Data drawn from a collection:
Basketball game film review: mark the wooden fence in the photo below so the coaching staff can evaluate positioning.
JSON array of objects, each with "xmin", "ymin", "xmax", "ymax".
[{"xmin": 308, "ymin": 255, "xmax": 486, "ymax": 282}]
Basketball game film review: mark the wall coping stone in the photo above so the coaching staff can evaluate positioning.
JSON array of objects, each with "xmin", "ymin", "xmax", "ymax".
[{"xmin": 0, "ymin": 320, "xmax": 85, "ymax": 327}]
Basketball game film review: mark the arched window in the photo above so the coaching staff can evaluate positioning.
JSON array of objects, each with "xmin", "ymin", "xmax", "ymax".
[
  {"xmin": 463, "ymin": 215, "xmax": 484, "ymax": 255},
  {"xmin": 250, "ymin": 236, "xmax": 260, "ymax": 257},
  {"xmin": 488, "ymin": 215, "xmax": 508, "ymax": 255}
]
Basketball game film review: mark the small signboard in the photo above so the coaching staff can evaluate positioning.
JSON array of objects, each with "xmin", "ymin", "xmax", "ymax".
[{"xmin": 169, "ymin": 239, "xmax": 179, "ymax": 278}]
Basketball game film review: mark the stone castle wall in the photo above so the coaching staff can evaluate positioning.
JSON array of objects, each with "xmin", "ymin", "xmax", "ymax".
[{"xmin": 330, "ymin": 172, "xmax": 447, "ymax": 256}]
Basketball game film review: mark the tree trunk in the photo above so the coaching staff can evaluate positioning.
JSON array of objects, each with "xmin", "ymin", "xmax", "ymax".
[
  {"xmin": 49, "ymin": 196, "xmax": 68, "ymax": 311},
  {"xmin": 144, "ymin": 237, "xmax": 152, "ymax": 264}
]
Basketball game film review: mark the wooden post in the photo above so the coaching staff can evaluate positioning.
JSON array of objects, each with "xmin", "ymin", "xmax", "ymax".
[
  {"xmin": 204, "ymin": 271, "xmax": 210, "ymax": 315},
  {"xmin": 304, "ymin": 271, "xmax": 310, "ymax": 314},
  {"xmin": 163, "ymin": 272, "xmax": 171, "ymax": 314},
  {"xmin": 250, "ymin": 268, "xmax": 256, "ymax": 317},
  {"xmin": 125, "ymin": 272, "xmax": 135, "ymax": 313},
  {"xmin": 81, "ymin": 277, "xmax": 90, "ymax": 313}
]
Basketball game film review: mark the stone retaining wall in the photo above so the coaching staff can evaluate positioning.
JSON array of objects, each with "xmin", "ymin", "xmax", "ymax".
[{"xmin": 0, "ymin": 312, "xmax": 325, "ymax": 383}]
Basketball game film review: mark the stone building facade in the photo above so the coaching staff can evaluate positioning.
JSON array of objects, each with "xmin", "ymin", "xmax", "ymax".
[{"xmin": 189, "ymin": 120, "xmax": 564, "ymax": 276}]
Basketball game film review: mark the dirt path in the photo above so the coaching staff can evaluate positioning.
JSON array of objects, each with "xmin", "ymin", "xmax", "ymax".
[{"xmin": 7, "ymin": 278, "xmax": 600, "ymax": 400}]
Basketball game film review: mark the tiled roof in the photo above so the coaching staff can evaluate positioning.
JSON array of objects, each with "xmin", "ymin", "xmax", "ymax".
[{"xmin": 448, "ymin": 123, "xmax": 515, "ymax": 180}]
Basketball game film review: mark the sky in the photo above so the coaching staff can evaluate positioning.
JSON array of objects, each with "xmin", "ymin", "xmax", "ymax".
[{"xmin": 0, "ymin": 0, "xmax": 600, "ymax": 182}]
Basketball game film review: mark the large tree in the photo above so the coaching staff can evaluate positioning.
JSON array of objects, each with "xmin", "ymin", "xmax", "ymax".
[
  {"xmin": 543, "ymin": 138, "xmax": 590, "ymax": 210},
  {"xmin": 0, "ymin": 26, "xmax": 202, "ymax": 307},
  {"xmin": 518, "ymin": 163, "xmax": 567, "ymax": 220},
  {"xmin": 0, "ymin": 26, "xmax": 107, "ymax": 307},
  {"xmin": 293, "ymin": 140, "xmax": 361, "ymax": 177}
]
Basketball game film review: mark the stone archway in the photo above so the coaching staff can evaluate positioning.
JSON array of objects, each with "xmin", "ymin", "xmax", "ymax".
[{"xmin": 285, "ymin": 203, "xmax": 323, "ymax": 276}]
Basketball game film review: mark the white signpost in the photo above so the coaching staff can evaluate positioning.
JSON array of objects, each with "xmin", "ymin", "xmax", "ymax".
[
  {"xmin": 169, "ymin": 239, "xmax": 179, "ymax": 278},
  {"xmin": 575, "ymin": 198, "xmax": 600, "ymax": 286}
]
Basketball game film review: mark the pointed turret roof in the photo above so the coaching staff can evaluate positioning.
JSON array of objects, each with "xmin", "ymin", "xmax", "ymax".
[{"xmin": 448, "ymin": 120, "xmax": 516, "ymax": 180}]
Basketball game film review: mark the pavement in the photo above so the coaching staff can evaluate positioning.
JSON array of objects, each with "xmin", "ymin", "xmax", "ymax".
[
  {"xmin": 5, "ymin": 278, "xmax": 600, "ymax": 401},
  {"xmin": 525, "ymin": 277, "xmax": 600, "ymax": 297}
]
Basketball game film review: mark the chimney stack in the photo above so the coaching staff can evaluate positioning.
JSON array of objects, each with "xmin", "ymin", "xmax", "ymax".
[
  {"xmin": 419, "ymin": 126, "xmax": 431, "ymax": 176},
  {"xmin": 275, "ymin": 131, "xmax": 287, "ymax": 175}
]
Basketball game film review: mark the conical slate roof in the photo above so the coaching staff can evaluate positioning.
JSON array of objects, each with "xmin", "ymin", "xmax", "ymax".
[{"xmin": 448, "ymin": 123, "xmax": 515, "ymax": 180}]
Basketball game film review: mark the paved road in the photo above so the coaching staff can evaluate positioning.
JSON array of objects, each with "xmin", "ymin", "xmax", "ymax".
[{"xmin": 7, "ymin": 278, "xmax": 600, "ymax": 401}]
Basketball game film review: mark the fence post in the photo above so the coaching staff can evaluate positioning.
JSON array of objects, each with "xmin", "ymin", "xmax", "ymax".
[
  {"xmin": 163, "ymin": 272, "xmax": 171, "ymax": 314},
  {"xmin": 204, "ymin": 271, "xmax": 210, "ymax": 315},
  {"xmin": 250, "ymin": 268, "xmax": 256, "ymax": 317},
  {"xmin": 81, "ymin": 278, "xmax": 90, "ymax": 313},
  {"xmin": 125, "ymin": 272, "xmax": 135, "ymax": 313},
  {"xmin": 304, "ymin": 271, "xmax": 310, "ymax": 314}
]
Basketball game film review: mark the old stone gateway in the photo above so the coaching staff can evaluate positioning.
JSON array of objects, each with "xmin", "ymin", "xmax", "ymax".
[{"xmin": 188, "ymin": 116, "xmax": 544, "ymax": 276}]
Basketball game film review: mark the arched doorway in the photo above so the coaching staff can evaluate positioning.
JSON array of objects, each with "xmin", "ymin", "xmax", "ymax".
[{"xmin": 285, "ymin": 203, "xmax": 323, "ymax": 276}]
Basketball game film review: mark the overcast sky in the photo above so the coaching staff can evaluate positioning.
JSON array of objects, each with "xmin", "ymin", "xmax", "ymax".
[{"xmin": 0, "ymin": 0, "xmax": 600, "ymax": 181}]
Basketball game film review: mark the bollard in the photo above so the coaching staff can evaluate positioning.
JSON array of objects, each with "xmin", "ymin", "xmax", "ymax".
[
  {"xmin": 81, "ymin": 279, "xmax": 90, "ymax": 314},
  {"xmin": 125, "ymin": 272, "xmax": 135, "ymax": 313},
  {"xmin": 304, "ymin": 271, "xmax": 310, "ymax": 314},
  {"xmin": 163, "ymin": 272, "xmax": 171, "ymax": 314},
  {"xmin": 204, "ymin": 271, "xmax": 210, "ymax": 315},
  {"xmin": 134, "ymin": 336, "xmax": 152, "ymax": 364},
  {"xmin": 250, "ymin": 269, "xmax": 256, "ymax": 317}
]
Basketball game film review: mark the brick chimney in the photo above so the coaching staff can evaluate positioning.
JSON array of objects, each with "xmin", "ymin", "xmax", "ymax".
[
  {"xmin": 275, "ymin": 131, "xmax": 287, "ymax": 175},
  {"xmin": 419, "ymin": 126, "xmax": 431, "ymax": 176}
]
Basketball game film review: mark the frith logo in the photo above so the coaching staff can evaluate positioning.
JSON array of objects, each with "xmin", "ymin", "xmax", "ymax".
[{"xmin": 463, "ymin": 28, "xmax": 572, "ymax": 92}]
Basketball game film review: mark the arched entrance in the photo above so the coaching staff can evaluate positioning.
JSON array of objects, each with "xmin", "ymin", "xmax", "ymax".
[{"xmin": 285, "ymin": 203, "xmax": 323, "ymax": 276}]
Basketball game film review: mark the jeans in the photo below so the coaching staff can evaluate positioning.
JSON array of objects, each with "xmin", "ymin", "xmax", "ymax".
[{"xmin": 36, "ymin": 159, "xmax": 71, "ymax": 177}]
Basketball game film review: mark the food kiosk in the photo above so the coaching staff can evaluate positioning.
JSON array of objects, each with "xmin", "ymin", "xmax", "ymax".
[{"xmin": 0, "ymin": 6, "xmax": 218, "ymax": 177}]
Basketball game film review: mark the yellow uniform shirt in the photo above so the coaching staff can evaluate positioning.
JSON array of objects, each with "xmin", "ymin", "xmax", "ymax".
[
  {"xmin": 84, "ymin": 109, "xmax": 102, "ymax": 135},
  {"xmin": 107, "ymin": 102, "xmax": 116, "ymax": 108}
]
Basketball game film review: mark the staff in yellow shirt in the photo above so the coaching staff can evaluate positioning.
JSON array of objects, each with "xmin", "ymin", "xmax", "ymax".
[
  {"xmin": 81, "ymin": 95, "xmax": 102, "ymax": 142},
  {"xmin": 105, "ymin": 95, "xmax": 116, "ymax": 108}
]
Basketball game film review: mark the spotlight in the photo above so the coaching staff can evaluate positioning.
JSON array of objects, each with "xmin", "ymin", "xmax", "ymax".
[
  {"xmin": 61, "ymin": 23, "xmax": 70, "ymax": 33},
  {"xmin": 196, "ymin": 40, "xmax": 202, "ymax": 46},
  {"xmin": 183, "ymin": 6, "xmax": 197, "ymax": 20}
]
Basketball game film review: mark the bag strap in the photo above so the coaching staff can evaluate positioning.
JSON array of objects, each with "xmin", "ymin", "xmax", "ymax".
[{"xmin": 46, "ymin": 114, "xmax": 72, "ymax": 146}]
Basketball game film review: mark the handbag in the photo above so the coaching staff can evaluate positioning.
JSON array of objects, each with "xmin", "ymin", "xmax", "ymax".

- DIRECTIONS FOR THIS TASK:
Gather every line of the data above that contains the word "shirt", treating uppercase and lowercase as different.

- TASK ANSWER:
Basketball game film review: mark the yellow uniform shirt in the photo above so the coaching staff can evaluate positioning.
Basketball game film review: mark the staff in yellow shirt in the photo above so the coaching staff can evaluate positioning.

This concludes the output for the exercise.